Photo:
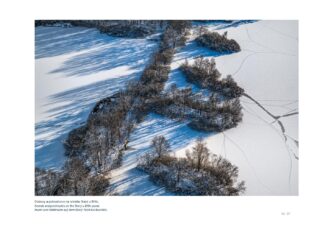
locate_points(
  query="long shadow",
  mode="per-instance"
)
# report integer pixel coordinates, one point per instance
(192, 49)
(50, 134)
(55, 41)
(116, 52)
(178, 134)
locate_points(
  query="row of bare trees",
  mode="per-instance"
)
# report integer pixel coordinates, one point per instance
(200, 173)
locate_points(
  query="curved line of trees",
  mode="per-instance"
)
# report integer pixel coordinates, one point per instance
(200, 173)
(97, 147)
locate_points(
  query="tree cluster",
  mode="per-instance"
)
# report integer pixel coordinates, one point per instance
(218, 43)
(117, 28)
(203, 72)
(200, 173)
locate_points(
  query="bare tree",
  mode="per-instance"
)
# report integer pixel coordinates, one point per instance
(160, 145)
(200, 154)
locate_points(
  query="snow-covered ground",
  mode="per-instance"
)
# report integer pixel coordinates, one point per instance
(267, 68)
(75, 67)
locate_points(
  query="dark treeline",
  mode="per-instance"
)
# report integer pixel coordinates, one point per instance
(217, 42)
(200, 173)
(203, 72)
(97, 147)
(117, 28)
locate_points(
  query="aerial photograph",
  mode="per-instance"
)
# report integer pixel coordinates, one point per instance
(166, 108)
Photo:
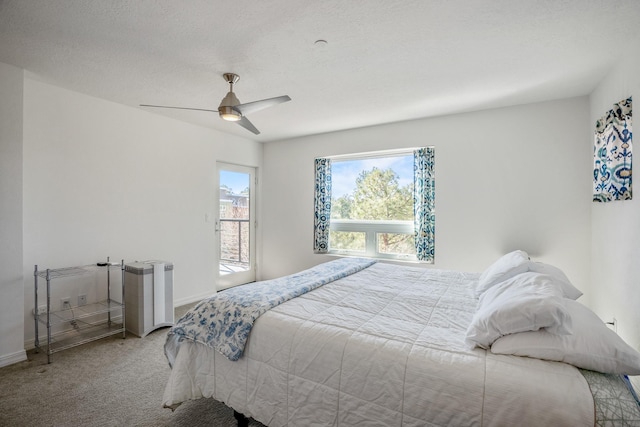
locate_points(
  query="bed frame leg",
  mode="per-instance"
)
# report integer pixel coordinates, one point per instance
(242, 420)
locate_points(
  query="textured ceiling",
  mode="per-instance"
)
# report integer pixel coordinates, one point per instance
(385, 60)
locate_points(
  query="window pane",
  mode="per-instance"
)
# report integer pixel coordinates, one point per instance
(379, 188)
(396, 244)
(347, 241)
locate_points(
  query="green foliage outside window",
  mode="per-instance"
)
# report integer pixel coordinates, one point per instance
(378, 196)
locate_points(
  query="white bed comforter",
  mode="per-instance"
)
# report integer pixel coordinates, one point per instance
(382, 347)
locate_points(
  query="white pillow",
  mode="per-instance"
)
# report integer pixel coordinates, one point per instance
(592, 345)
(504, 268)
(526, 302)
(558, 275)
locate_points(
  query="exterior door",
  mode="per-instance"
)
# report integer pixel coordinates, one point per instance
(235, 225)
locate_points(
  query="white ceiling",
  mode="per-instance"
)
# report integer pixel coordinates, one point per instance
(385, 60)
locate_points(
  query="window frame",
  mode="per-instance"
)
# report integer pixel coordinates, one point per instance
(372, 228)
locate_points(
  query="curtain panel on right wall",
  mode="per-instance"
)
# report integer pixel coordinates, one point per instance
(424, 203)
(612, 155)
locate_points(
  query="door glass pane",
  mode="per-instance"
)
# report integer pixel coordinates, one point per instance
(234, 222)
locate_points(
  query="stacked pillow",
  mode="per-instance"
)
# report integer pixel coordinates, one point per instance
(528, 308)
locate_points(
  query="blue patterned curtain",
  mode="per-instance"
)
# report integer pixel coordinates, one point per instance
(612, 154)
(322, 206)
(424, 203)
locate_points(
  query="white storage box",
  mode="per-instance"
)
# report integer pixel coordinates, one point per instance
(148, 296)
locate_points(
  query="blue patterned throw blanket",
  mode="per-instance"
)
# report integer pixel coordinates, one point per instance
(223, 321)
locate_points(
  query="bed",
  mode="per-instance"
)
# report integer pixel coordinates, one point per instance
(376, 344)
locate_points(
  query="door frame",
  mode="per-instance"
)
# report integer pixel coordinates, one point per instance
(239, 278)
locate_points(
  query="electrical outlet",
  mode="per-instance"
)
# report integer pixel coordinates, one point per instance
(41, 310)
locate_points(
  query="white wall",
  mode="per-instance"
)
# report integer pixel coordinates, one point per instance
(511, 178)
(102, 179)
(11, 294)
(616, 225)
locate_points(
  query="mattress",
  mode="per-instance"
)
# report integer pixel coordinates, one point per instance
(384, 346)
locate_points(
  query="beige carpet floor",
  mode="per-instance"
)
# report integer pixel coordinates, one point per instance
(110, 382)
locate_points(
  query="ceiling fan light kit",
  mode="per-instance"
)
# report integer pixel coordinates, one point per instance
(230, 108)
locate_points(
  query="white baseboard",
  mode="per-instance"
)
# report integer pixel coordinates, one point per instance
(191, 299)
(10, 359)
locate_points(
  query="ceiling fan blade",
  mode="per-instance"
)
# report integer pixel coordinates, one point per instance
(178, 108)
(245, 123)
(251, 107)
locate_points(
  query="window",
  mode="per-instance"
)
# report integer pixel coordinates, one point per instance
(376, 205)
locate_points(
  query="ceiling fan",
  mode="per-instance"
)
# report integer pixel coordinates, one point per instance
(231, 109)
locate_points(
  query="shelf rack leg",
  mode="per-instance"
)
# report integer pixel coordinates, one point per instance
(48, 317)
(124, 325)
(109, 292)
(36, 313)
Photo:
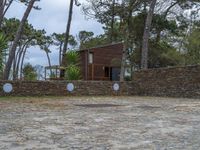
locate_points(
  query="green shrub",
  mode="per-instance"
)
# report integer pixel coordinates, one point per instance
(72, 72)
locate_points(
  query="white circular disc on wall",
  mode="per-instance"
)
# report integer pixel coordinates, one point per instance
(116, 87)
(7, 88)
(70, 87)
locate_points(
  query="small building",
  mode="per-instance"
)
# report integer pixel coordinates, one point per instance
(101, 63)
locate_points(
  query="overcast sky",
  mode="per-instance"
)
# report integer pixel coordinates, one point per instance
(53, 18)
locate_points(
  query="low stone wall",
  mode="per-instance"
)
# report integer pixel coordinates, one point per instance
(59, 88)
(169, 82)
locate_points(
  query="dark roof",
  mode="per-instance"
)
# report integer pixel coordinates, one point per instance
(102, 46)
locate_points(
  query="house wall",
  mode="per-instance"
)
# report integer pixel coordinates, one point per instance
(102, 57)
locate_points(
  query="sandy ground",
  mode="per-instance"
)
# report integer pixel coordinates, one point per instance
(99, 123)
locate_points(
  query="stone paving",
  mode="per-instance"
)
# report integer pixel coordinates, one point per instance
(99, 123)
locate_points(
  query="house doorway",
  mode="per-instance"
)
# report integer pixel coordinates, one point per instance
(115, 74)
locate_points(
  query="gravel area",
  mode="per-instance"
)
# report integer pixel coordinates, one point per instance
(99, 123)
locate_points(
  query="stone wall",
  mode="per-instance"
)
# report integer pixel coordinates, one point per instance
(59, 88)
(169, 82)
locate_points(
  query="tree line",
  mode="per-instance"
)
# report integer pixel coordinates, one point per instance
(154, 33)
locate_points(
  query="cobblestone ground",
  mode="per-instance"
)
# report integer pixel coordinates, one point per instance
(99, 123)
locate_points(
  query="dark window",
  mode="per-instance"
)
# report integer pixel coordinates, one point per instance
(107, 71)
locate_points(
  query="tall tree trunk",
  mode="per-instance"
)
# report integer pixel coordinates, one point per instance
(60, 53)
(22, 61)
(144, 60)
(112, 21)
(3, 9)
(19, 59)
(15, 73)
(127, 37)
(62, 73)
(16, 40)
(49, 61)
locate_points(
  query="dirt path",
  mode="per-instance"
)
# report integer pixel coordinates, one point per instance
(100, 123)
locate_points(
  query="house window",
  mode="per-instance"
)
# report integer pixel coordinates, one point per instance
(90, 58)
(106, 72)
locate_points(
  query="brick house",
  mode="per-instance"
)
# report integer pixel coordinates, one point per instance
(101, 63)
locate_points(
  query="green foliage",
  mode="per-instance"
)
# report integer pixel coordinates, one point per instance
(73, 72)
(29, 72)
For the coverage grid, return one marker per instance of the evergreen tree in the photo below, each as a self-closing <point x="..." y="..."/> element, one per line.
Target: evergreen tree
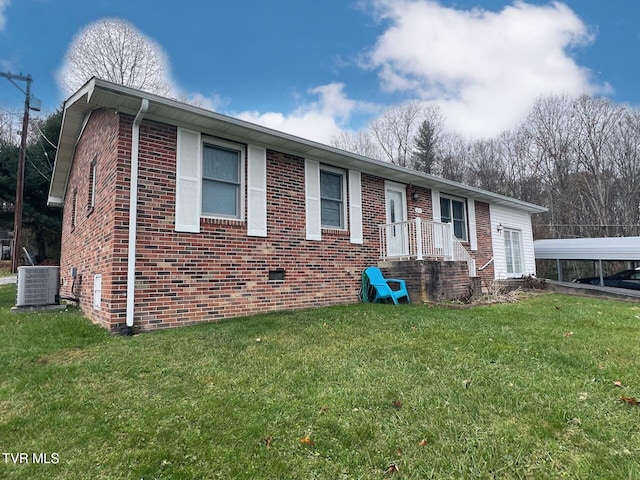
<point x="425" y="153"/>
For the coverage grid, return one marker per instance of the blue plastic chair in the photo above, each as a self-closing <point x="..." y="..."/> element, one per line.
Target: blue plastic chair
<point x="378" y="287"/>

- - - - - - -

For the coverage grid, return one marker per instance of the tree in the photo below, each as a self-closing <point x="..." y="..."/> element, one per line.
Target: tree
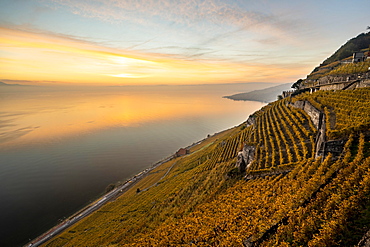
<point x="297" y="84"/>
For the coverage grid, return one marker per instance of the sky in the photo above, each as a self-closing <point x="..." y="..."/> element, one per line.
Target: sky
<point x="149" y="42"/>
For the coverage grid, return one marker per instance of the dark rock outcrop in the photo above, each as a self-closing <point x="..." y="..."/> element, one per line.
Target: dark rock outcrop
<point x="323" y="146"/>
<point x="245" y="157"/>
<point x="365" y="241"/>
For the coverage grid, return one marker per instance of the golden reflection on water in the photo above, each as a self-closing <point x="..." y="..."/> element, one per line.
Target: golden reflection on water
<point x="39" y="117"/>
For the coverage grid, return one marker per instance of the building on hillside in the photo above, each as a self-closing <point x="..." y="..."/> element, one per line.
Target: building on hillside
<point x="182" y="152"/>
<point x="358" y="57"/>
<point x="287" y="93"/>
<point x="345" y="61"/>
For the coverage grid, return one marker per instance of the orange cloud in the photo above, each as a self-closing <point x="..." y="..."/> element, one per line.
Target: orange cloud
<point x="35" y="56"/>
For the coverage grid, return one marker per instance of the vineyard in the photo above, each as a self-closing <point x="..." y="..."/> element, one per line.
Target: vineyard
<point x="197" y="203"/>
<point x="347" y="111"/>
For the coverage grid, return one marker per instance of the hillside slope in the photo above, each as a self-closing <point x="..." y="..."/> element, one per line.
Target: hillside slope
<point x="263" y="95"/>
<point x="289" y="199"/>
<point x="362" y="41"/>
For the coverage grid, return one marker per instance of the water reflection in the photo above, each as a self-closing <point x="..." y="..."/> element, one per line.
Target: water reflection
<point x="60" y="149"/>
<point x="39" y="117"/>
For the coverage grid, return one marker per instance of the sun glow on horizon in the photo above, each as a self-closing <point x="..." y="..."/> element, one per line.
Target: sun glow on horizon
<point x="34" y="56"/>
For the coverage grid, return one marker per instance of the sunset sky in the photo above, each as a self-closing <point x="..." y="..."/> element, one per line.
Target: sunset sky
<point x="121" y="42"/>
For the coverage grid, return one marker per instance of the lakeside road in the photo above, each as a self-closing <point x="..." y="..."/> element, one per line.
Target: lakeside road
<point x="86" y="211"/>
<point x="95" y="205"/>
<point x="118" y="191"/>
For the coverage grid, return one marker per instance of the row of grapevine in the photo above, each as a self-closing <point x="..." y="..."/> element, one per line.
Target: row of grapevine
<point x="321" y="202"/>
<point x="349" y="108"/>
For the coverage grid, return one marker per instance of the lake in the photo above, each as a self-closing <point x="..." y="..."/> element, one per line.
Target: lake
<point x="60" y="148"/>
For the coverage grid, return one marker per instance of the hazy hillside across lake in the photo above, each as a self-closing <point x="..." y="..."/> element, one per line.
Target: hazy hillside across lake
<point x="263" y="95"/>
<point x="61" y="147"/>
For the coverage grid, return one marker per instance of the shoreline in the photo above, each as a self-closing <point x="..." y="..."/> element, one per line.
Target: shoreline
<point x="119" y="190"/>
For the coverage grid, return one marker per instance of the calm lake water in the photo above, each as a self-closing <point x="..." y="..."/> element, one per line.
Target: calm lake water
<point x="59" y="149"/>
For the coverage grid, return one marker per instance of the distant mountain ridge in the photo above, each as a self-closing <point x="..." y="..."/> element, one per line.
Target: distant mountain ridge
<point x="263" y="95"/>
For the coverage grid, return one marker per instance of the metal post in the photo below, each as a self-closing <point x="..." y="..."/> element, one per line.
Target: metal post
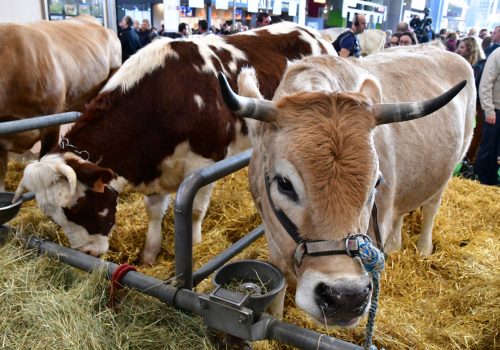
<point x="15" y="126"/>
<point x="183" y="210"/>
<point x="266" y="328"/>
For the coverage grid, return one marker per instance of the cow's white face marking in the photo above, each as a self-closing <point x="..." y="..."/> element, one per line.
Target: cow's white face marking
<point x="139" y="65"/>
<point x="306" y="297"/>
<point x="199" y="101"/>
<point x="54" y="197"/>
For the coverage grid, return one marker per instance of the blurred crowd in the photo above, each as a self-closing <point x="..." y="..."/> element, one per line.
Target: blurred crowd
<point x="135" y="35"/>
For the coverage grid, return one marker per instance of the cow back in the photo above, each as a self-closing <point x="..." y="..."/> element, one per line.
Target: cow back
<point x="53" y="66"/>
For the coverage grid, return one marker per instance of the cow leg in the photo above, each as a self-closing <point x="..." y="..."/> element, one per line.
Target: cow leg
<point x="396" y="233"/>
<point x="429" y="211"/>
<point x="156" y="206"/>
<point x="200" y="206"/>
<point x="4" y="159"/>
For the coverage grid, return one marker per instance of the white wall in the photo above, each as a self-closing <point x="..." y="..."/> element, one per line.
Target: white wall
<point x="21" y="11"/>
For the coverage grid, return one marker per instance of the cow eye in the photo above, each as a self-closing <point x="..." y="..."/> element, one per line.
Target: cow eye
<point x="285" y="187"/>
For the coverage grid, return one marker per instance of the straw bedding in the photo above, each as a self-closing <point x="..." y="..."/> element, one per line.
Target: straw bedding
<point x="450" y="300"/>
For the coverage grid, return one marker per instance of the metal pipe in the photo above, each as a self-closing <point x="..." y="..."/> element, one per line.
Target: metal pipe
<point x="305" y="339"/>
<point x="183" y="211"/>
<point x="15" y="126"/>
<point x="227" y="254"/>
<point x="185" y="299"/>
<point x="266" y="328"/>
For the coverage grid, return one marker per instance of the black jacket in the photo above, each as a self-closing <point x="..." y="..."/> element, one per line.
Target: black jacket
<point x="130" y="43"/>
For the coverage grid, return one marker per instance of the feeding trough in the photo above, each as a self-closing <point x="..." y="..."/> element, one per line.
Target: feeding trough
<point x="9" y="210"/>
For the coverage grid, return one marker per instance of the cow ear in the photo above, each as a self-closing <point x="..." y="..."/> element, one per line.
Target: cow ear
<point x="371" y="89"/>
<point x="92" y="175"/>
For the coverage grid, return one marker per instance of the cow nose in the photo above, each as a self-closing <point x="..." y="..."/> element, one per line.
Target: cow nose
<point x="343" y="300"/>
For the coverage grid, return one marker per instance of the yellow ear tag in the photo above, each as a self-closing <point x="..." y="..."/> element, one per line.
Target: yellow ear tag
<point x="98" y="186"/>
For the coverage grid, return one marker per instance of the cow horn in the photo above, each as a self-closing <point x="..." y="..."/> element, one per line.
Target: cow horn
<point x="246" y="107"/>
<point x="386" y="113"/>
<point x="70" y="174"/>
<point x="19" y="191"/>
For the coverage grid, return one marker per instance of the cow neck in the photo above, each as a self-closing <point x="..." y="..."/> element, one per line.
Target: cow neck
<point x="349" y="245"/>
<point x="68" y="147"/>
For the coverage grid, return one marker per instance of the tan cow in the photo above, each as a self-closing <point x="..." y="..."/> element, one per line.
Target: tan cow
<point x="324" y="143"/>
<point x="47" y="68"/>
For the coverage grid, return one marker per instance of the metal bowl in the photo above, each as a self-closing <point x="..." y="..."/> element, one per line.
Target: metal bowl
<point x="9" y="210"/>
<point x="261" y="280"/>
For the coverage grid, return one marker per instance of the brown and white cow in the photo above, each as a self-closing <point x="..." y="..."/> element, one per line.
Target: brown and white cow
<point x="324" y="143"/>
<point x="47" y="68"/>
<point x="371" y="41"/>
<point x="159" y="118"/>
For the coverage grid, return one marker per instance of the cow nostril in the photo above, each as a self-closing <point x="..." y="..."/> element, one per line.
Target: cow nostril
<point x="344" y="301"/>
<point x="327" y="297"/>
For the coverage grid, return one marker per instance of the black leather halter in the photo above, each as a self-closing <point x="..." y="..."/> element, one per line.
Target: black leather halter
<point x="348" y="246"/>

- - - - - - -

About this task: Find how many lines of the material carry the string "foliage". Only the number should be in the answer.

Finished exercise: 2